> _Assignment_: Below are the records; copy out every line that holds the word "green".

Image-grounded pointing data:
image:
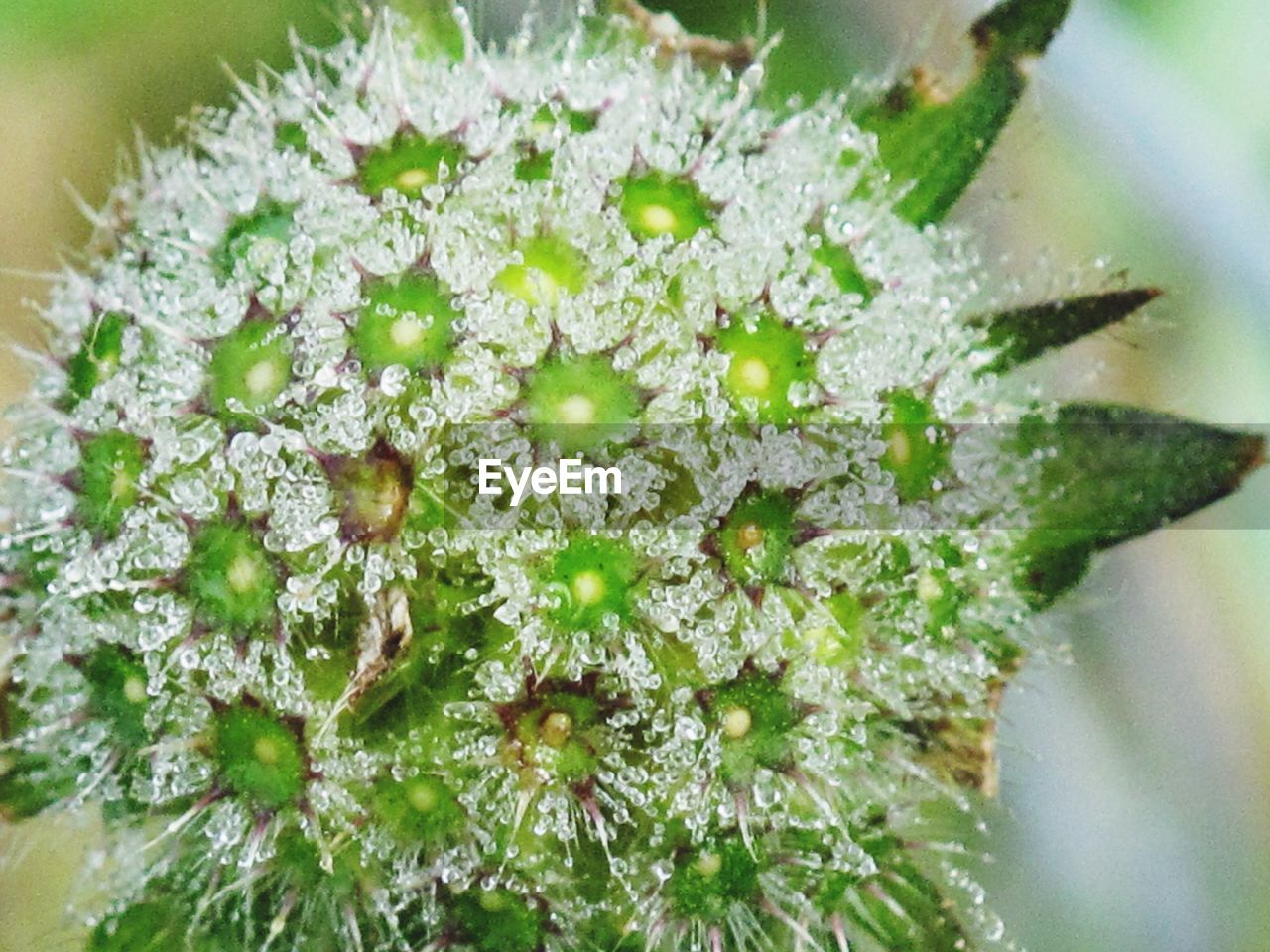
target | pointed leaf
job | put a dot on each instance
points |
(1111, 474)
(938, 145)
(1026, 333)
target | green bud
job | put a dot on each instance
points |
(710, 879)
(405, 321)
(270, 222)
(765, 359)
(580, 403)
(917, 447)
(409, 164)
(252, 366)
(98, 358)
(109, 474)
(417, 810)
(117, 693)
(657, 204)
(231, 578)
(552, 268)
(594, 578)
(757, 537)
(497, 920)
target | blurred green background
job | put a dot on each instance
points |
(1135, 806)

> _Expected output_:
target | green bud
target | blurred green background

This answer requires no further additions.